**Bitte bearbeiten**
A) Welcher Beitragssatz galt laut dem Text über die Krankenkassen im Jahr 2003?
B) Schreiben Sie aus dem Text über die Krankenkassen den Abschnitt von „Krankenkassen vor dem“ bis einschließlich „der damaligen Zeit.“ wortgetreu ab.
C) Führen Sie den Text über die Krankenkassen im Anschluss an seinen letzten Satz weiter.

━━━ Vorliegender Text ━━━

© JUNGE FREIHEIT Verlag GmbH & Co. www.jungefreiheit.de 43/06 20. Oktober 2006

Krankenkassen vor dem Kollaps
von Michael Lennartz

Im Juni 1883 billigte der Reichstag das Gesetz zur Krankenversicherung als erstes von drei Sozialversicherungsgesetzen, die Reichskanzler Otto von Bismarck politisch durchsetzen konnte. Es war ein großer Moment in der politischen Geschichte dieses Landes. Das obrigkeitsstaatlich organisierte Deutschland stellte die Weichen in Richtung Sozialstaat und soziale Absicherung und wurde in dieser Hinsicht zu einem der fortschrittlichsten Staatsgebilde der damaligen Zeit.

Deutschland leistet sich seitdem eine Gesetzliche Krankenversicherung (GKV) mit Solidaritätsprinzip, in der heute etwa neunzig Prozent der Bevölkerung versichert und integriert sind (40,7 Prozent Pflichtversicherte, 20 Prozent Rentner, 8,5 Prozent freiwillig Versicherte, 30,8 Prozent mitversicherte Familienangehörige). Das Solidaritätsprinzip erhebt einen einkommensabhängigen Beitrag. Umgekehrt sichert es - ohne Rücksicht auf Einkommen und sozialen Status (Sozialgesetzbuch V und XI) - einen sozialversicherungsrechtlichen Anspruch auf "ausreichende", "bedarfsgerechte", dem "allgemeinen Stand der medizinischen Erkenntnisse entsprechende" sowie "wirksame" und "humane" Versorgung, die das "Notwendige" nicht überschreitet. Um dies zu ermöglichen, gibt es vielfältige Umverteilungsprozesse innerhalb der GKV - von gesunden zu kranken Versicherten, von alleinstehenden Versicherten zu Familien, von jungen zu alten Versicherten, von Beziehern höherer zu Beziehern geringerer Einkommen.

Die Beiträge für die GKV werden durch ein Umlageverfahren erhoben, die Versicherungspflicht tritt mit der Aufnahme eines versicherungspflichtigen Beschäftigungsverhältnisses ein. Die Beiträge wurden bis zum 30. Juni 2005 in gleichen Teilen von den Arbeitgebern und Arbeitnehmern getragen. Im Jahre 2003 betrug der Beitragssatz 14,5 Prozent des sozialversicherungspflichtigen Bruttoeinkommens. Die Arbeitgeber wurden mit 7,25 Prozent der Lohn- und Gehaltssumme für die Krankenversicherung belastet. Bei einem Durchschnittseinkommen von 2.436 Euro in der Sozialversicherung sind dies 176 Euro. Die Lohnnebenkosten für ein Durchschnittseinkommen saldieren sich dabei auf 513,39 Euro (176 Euro GKV, 237,51 Euro Rentenversicherung, 20,71 Euro Pflegeversicherung, 79,17 Euro Arbeitslosenversicherung), so daß ein Arbeitgeber für einen Arbeitnehmer mit Durchschnittseinkommen eine Belastung von 2.949,39 Euro pro Monat zu tragen hat.

━━━ Gegebene Daten ━━━

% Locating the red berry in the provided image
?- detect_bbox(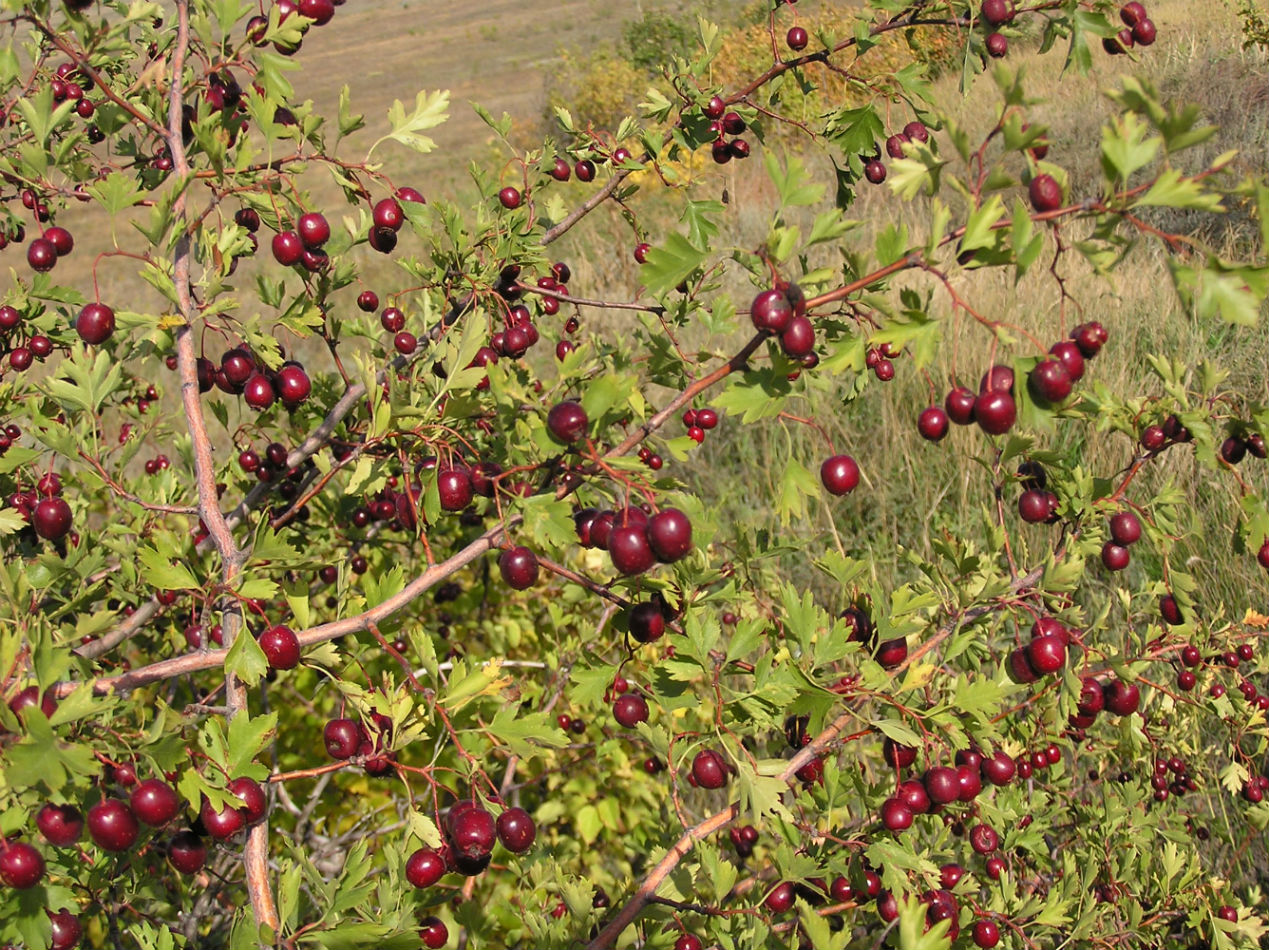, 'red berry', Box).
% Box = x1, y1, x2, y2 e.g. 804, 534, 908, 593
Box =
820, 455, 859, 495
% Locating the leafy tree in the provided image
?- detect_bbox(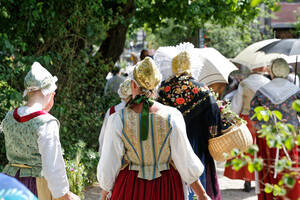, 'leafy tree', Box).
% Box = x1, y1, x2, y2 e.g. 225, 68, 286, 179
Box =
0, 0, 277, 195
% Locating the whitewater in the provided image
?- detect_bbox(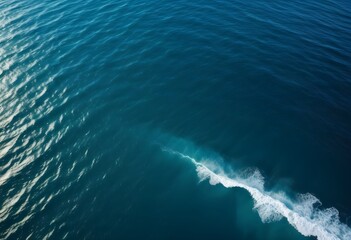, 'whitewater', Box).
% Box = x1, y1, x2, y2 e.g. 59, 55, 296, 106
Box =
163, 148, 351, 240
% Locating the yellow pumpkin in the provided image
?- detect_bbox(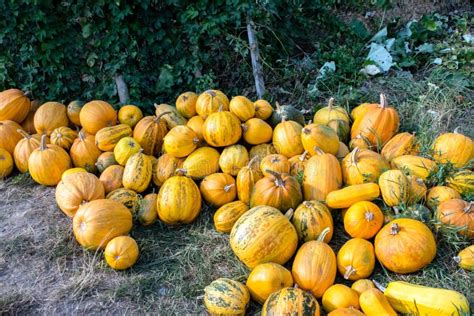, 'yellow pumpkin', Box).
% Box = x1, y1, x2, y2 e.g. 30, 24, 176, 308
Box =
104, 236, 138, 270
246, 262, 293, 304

━━━
━━━ Gegebene Daten ━━━

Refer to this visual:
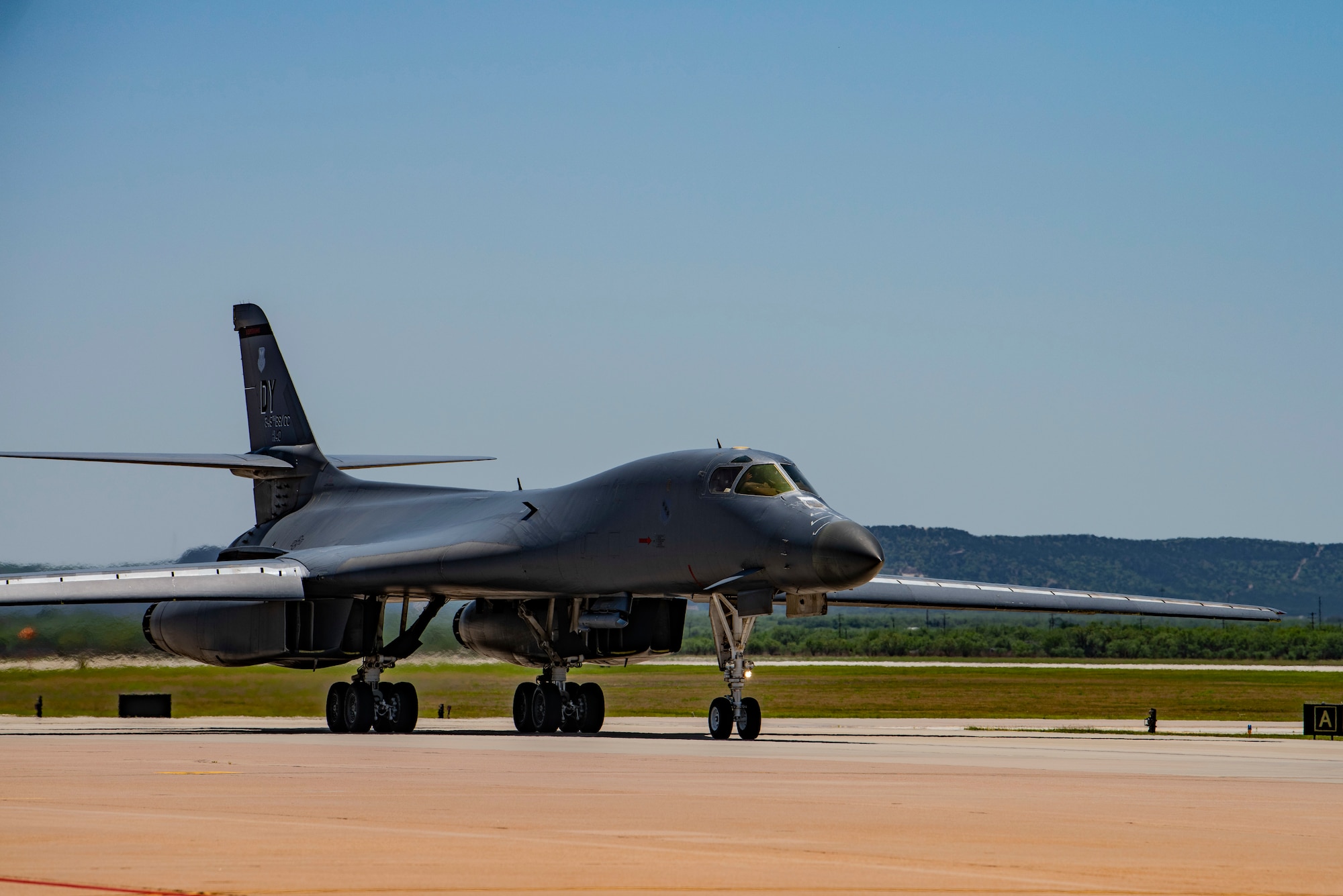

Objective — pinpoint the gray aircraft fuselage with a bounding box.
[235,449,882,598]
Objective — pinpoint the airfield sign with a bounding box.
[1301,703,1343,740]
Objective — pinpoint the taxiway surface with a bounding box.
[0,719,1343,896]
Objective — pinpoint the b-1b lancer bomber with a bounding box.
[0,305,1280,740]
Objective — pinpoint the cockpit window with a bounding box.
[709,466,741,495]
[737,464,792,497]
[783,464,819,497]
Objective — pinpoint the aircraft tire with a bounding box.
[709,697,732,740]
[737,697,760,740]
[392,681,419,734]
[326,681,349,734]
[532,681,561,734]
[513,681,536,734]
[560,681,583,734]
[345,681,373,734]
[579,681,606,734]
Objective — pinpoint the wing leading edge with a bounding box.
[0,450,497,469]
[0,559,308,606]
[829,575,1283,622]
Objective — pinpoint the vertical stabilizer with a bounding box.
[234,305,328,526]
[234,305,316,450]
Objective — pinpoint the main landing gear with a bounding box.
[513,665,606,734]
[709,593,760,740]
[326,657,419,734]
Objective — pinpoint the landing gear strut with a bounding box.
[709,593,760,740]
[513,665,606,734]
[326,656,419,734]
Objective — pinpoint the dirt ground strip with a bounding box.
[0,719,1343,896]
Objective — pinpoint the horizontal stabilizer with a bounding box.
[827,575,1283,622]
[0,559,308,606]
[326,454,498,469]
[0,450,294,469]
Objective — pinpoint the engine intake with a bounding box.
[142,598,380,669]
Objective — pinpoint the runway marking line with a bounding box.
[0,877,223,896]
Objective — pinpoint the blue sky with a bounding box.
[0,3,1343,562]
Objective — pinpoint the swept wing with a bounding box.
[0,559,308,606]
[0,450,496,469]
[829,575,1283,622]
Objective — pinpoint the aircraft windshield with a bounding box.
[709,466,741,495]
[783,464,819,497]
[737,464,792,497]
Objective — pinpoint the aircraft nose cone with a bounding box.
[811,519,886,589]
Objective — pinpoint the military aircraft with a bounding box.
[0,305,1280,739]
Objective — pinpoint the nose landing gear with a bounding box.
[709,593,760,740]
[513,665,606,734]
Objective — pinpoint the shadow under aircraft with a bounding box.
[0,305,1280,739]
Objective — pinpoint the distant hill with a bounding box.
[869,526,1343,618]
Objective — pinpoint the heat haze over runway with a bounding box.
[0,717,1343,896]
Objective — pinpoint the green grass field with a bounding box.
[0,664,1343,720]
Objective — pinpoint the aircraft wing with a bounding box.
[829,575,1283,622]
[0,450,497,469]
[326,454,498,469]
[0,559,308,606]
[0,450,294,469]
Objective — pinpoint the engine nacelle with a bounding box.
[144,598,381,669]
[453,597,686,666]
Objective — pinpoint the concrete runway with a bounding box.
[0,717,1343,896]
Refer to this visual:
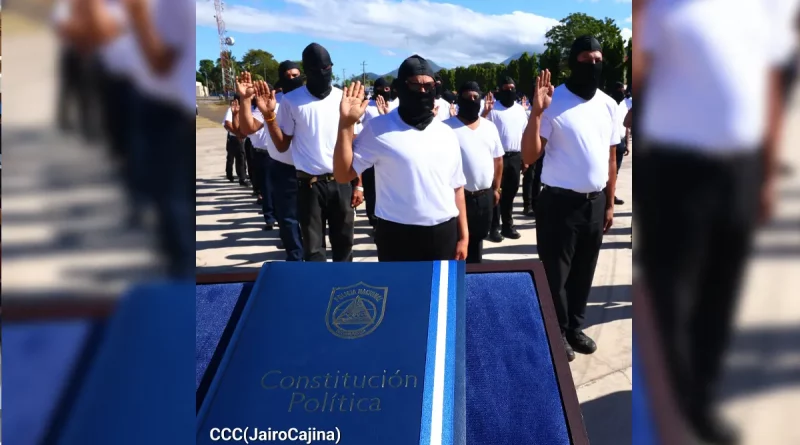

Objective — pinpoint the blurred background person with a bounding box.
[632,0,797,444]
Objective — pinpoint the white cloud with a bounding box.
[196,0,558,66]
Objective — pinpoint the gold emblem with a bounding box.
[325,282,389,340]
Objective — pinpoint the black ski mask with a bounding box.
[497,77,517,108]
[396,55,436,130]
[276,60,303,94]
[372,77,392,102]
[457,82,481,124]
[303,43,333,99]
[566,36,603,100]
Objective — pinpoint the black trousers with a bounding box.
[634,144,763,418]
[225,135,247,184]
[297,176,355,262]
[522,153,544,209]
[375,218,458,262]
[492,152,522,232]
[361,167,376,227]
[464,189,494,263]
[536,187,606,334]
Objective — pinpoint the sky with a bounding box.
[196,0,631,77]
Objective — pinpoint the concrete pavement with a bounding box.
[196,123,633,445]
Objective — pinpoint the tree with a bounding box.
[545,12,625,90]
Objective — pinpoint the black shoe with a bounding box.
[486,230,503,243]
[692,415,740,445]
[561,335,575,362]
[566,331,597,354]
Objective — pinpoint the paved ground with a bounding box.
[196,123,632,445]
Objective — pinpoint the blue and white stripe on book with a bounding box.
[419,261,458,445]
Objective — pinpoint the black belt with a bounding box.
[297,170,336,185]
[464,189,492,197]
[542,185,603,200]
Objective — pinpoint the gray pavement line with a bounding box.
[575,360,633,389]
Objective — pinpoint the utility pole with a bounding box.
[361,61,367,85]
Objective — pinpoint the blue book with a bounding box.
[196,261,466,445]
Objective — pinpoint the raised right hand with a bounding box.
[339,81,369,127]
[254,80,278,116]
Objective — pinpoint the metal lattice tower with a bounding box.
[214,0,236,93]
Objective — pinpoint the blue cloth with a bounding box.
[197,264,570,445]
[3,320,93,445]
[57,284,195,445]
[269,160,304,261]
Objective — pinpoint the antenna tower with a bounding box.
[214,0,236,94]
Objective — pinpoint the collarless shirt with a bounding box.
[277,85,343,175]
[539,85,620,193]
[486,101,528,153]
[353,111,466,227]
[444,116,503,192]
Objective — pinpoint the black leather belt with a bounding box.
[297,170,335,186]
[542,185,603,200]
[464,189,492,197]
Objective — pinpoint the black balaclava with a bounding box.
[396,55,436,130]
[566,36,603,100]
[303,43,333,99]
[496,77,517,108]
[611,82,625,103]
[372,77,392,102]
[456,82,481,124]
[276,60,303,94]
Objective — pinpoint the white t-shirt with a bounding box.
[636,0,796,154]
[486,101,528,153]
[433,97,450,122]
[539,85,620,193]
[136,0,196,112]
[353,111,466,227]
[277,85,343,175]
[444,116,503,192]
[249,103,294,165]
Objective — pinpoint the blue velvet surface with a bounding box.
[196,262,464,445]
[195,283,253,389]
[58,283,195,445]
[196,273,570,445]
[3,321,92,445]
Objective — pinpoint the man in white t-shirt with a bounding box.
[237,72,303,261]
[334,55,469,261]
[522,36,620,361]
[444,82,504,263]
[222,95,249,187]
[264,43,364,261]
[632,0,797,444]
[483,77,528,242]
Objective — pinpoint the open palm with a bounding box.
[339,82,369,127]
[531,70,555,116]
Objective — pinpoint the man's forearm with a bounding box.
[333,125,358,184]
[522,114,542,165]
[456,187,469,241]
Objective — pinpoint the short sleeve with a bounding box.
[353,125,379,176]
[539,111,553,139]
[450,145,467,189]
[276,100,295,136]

━━━

**Lösungen**
A) 14,5 Prozent des sozialversicherungspflichtigen Bruttoeinkommens.

B)
Krankenkassen vor dem Kollaps
von Michael Lennartz

Im Juni 1883 billigte der Reichstag das Gesetz zur Krankenversicherung als erstes von drei Sozialversicherungsgesetzen, die Reichskanzler Otto von Bismarck politisch durchsetzen konnte. Es war ein großer Moment in der politischen Geschichte dieses Landes. Das obrigkeitsstaatlich organisierte Deutschland stellte die Weichen in Richtung Sozialstaat und soziale Absicherung und wurde in dieser Hinsicht zu einem der fortschrittlichsten Staatsgebilde der damaligen Zeit.

C)
Dieses System einer solidarischen Krankenversicherung droht in den nächsten Jahren zu kollabieren. Im wesentlichen können für diesen Kollaps vier Gründe genannt werden: Erstens die demographische Entwicklung mit einer Überalterung der Gesellschaft, zweitens der Wandel des Krankheitspanoramas von Akutkrankheiten hin zu kostenintensiven chronischen Erkrankungen, drittens der medizinische Fortschritt mit immer teureren medizinischen Prozeduren und viertens die strukturellen Probleme des Arbeitsmarktes mit langfristig immer weniger sozialversicherungspflichtigen Beschäftigungsverhältnissen.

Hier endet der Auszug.